The Harvard Study of Adult Development has followed the lives of two generations of individuals from the same families for more than eighty years. And the results from that study were just published in the book, The Good Life: Lessons from the World’s Longest Scientific Study of Happiness by Robert Waldinger, MD and Marc Schulz, Phd.
The secret to happiness? It all boils down to the relationships – that “good relationships keep us happier, healthier, and help us live longer.”
All of this could have been said in an article; BUT the joy of reading this book is the stories, anecdotes, and correlational studies that bring this thesis to life.
Most importantly, you start to take stock of all the relationships you have in your life – the strong ties you have as well as the “weak” ties – and how you engage and direct your energy. It’s not the end result but the process – the journey.

■ ■ ■ ■ ■ ■ ■

Given task A ::
Do these statements agree with the book review? Answer yes or no for each and quote the deciding words from the review. (i) The Harvard Study of Adult Development has followed two generations from the same families for more than eighty years. (ii) The review says the book's main appeal is its thesis rather than its stories. (iii) The review says the book leads readers to consider only their strong ties.
Given task B ::
Continue the book review on The Good Life, starting after its last sentence.

■ ■ ■ ■ ■ ■ ■

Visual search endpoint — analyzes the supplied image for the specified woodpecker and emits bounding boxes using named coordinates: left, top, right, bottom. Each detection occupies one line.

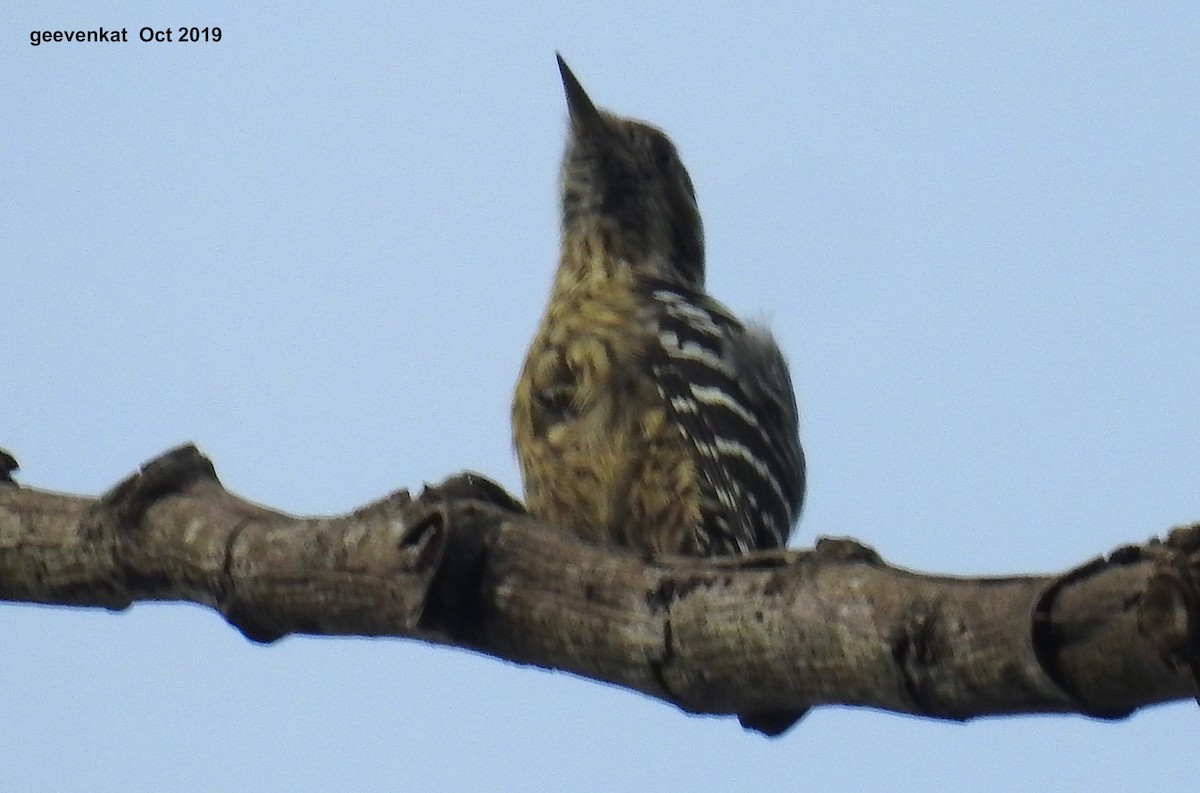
left=512, top=56, right=805, bottom=557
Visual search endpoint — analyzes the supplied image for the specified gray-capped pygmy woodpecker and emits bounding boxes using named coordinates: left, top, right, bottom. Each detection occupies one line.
left=512, top=58, right=805, bottom=555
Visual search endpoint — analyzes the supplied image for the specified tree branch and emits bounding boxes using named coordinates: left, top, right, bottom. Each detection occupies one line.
left=0, top=446, right=1200, bottom=733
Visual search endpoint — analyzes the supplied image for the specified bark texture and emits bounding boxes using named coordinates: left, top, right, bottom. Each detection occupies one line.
left=0, top=446, right=1200, bottom=734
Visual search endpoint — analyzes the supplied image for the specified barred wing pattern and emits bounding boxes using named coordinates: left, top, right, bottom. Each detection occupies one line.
left=643, top=280, right=805, bottom=555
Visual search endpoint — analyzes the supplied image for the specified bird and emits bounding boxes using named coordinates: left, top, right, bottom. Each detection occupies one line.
left=512, top=55, right=805, bottom=557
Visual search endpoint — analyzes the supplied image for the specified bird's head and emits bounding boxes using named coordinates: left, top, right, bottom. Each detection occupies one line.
left=558, top=55, right=704, bottom=289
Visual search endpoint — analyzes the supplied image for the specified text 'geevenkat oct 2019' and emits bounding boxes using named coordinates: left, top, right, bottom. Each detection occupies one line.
left=29, top=25, right=221, bottom=47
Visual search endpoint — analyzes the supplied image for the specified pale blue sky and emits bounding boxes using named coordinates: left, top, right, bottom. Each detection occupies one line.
left=0, top=2, right=1200, bottom=793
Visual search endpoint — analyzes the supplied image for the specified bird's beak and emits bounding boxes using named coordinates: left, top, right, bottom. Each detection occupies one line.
left=554, top=53, right=606, bottom=134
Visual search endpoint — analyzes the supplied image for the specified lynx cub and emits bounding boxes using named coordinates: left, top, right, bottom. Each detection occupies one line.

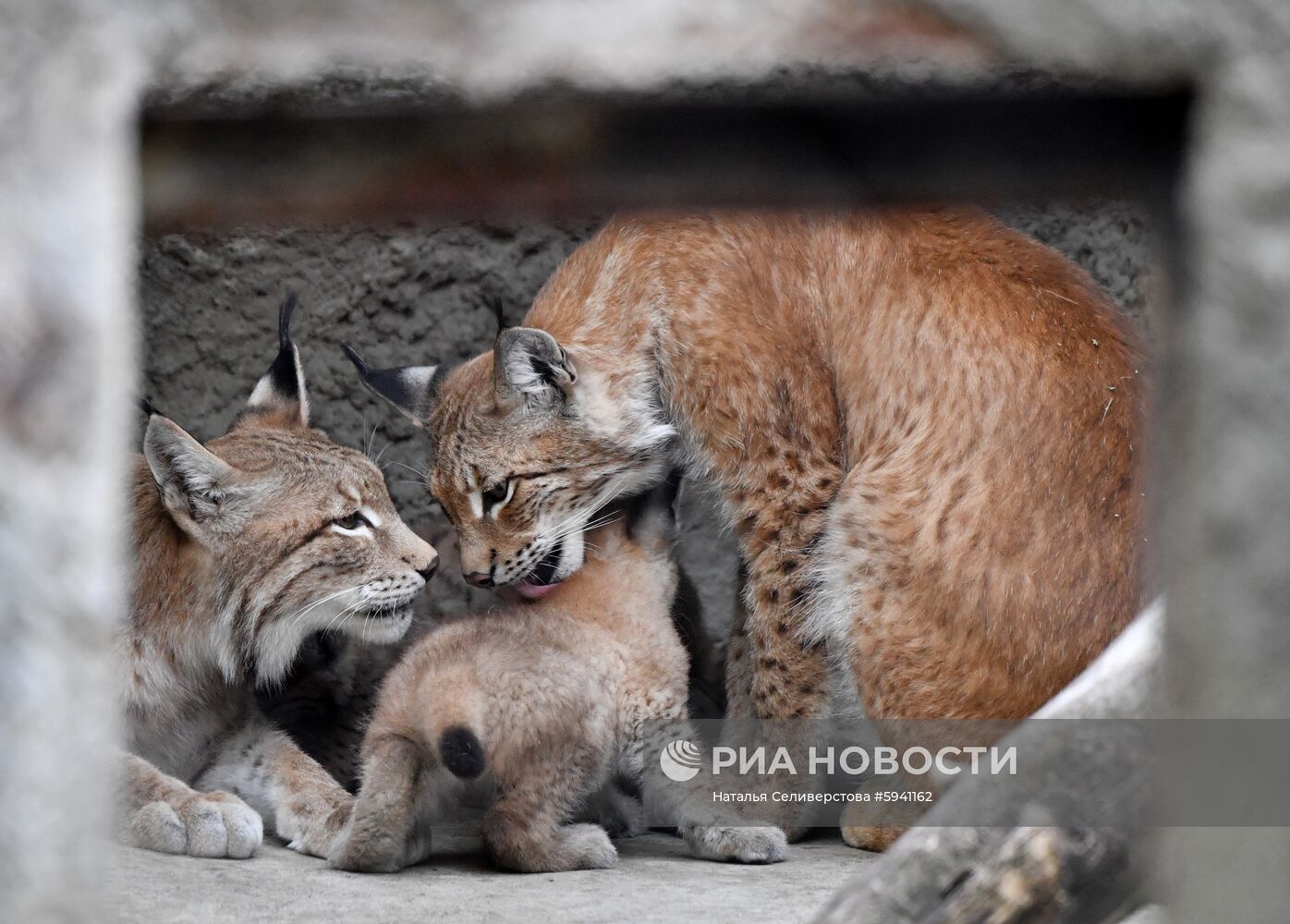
left=117, top=297, right=437, bottom=857
left=328, top=482, right=785, bottom=872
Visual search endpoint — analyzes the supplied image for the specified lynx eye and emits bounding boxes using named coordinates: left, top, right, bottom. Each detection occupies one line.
left=480, top=478, right=515, bottom=510
left=332, top=510, right=371, bottom=533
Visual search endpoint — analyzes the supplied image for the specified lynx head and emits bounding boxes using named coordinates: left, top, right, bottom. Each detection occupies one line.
left=138, top=296, right=437, bottom=680
left=347, top=328, right=674, bottom=599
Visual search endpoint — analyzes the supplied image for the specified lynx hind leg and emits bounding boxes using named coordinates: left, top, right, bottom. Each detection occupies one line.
left=199, top=723, right=354, bottom=857
left=622, top=715, right=788, bottom=863
left=484, top=742, right=618, bottom=872
left=596, top=780, right=645, bottom=840
left=328, top=736, right=430, bottom=872
left=120, top=755, right=264, bottom=859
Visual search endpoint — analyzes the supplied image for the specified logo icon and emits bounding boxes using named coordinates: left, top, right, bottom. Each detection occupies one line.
left=658, top=738, right=701, bottom=784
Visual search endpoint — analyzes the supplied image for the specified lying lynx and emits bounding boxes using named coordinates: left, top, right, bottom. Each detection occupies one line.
left=346, top=212, right=1144, bottom=844
left=118, top=297, right=436, bottom=857
left=328, top=487, right=785, bottom=872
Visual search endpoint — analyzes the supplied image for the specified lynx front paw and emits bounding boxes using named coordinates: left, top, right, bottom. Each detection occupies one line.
left=326, top=824, right=404, bottom=872
left=276, top=790, right=354, bottom=858
left=682, top=827, right=788, bottom=863
left=129, top=793, right=264, bottom=859
left=843, top=818, right=907, bottom=853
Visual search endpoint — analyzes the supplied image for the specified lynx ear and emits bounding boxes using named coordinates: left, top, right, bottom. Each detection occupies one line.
left=143, top=414, right=245, bottom=542
left=342, top=345, right=444, bottom=427
left=247, top=292, right=310, bottom=427
left=626, top=468, right=681, bottom=542
left=493, top=328, right=578, bottom=407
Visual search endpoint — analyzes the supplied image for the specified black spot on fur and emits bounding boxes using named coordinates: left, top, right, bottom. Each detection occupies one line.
left=439, top=725, right=484, bottom=780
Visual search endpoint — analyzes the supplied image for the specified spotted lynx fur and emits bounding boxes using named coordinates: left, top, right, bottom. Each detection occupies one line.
left=347, top=211, right=1146, bottom=845
left=117, top=298, right=436, bottom=857
left=328, top=485, right=785, bottom=872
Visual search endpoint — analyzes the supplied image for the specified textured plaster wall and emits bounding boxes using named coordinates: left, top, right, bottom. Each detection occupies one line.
left=140, top=204, right=1150, bottom=680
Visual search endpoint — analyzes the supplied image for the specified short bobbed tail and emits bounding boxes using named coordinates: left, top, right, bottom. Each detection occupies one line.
left=439, top=725, right=485, bottom=780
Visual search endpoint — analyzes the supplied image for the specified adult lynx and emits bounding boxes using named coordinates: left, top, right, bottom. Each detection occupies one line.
left=347, top=212, right=1144, bottom=846
left=117, top=298, right=437, bottom=857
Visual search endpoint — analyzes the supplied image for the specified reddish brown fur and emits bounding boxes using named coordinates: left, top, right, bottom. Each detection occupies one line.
left=376, top=212, right=1144, bottom=846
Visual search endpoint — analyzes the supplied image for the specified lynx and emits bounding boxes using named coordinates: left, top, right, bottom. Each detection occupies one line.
left=351, top=211, right=1146, bottom=844
left=328, top=484, right=785, bottom=872
left=118, top=297, right=437, bottom=857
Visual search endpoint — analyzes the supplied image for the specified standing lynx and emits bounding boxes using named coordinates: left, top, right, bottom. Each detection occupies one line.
left=347, top=212, right=1144, bottom=843
left=117, top=298, right=436, bottom=857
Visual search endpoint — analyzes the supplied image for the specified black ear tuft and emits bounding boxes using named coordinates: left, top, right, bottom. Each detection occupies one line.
left=484, top=296, right=509, bottom=333
left=277, top=289, right=300, bottom=349
left=341, top=344, right=371, bottom=380
left=237, top=292, right=310, bottom=427
left=341, top=344, right=447, bottom=426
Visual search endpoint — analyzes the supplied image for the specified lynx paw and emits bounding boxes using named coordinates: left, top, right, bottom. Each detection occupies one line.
left=560, top=824, right=618, bottom=869
left=326, top=824, right=404, bottom=872
left=684, top=827, right=788, bottom=863
left=843, top=824, right=906, bottom=853
left=276, top=791, right=354, bottom=858
left=129, top=793, right=264, bottom=859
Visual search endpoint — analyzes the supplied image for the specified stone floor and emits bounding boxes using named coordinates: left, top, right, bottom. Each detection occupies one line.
left=111, top=831, right=876, bottom=924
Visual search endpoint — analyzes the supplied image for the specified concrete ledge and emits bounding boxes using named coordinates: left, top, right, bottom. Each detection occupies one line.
left=108, top=829, right=877, bottom=924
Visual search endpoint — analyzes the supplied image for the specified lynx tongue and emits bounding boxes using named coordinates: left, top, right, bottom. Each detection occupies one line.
left=514, top=544, right=563, bottom=600
left=512, top=580, right=560, bottom=600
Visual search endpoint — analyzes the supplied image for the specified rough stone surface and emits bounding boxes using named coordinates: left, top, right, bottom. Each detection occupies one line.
left=140, top=202, right=1152, bottom=687
left=0, top=0, right=142, bottom=921
left=108, top=830, right=876, bottom=924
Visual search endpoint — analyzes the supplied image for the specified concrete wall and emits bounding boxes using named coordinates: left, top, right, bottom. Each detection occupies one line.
left=140, top=202, right=1150, bottom=681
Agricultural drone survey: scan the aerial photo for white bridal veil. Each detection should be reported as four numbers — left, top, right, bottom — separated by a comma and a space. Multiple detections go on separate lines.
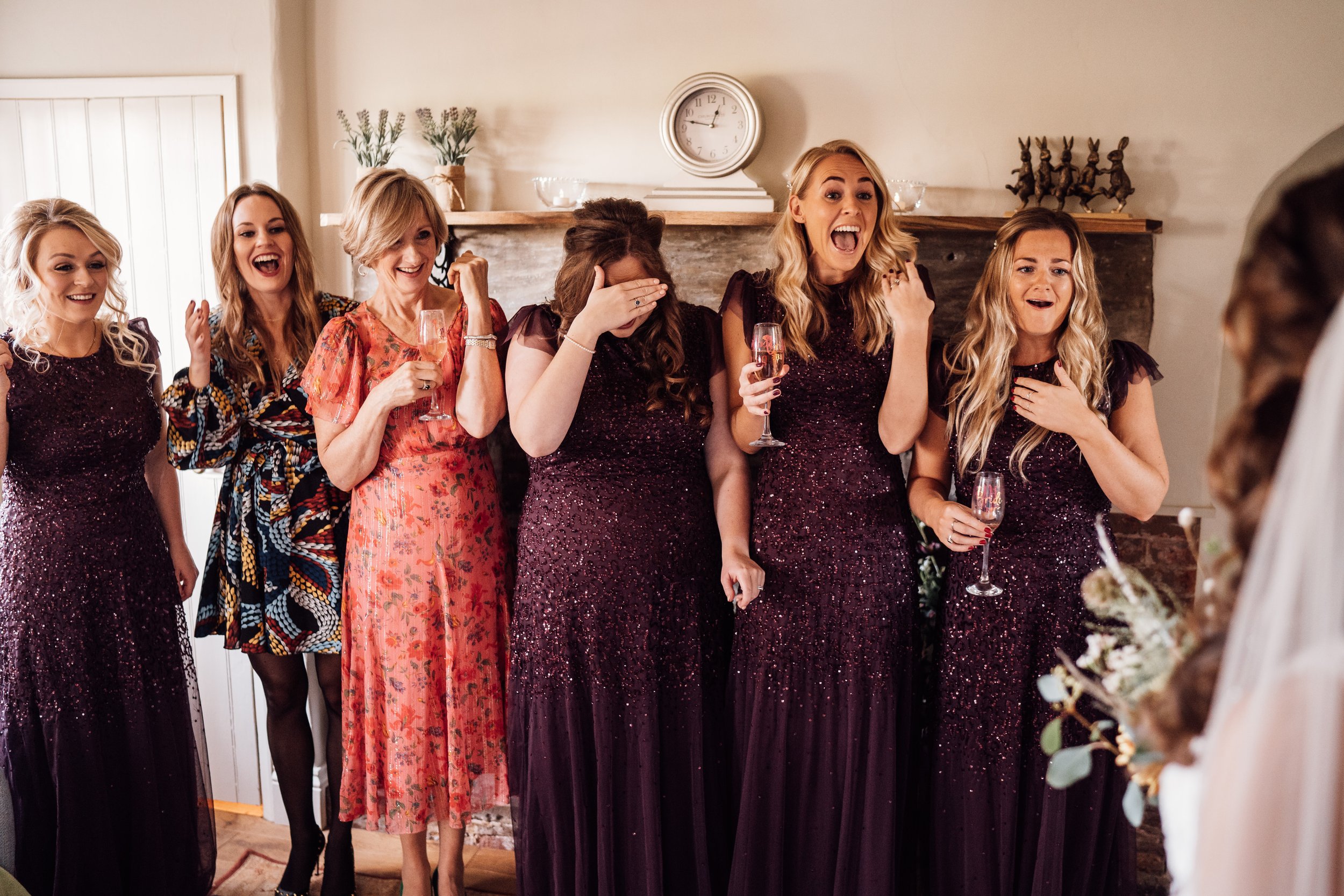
1196, 292, 1344, 896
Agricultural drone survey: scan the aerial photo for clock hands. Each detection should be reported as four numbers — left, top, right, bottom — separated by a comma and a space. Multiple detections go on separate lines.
685, 109, 723, 127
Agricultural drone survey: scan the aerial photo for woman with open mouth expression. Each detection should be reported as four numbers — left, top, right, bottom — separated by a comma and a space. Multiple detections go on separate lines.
303, 168, 508, 896
910, 208, 1167, 896
0, 199, 215, 896
723, 140, 933, 896
164, 183, 355, 896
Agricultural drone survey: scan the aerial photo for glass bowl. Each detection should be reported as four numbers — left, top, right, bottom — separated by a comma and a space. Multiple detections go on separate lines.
532, 177, 588, 210
887, 180, 929, 215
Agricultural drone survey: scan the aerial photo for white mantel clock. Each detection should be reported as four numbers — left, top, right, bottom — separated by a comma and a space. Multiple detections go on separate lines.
644, 73, 774, 211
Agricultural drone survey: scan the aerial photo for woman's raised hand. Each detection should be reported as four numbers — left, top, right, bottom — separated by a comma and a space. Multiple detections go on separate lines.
570, 264, 668, 340
187, 301, 210, 388
925, 501, 993, 552
370, 361, 444, 408
448, 253, 491, 307
738, 363, 789, 417
882, 262, 933, 329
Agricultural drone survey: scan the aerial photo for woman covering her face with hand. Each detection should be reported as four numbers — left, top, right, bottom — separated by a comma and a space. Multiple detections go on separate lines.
303, 168, 508, 896
0, 199, 215, 896
910, 208, 1167, 896
164, 183, 355, 896
507, 199, 761, 896
723, 140, 933, 896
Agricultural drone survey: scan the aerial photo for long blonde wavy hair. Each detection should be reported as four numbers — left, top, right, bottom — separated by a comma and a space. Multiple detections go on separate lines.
0, 199, 158, 374
210, 181, 323, 390
770, 140, 918, 361
943, 208, 1110, 479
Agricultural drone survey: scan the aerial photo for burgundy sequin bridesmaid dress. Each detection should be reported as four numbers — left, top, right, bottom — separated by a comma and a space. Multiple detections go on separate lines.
508, 305, 733, 896
0, 320, 215, 896
929, 340, 1161, 896
725, 271, 932, 896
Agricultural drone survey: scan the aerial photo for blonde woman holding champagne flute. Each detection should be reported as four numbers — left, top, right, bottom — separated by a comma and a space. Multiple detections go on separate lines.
723, 140, 933, 896
910, 208, 1167, 896
303, 168, 508, 896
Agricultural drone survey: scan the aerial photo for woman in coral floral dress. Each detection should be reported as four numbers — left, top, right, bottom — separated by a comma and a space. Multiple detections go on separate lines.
303, 168, 508, 896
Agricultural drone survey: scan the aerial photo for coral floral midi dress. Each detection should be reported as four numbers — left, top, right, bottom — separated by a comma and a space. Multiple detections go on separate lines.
303, 301, 508, 834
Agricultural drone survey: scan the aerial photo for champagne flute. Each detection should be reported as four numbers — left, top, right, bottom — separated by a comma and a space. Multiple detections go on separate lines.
967, 470, 1007, 598
752, 324, 785, 447
419, 307, 453, 420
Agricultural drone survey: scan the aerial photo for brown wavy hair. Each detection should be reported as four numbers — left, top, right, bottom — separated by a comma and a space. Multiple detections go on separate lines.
210, 181, 323, 390
1147, 167, 1344, 756
551, 199, 714, 428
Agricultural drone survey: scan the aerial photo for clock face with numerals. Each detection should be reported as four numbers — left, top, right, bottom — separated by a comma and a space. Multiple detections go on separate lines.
663, 74, 761, 177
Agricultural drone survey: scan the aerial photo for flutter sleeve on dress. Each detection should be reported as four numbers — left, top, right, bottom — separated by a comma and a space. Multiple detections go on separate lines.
1106, 339, 1163, 412
298, 316, 366, 426
504, 305, 561, 355
719, 270, 757, 347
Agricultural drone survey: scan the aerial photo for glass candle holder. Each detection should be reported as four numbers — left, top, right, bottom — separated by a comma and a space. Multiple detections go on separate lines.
532, 177, 588, 211
887, 180, 929, 215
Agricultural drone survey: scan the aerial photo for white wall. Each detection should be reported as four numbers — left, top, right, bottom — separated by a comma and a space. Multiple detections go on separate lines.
313, 0, 1344, 506
0, 0, 283, 193
0, 0, 1344, 505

■ ■ ■ ■ ■ ■ ■

Reply A ::
(i) Yes: "has followed the lives of two generations of individuals from the same families for more than eighty years"
(ii) No: "the joy of reading this book is the stories, anecdotes, and correlational studies that bring this thesis to life"
(iii) No: "the strong ties you have as well as the “weak” ties"

Reply B ::
The authors say at the end, recognize “that the good life is not a destination. It is the path itself, and the people who are walking it with you. As you walk, second by second you can decide to whom and to what you give your attention. Week by week you can prioritize your relationships and choose to be with the people who matter. Year by year you can find purpose and meaning through the lives that you enrich and the relationships you cultivate.
By developing your curiosity and reaching out to others – family, loved ones, coworkers, friends, acquaintances – even strangers – with one thoughtful question at a time, one moment of devoted, authentic attention at a time, you strengthen the foundation of a good life.
And that is priceless inspiration.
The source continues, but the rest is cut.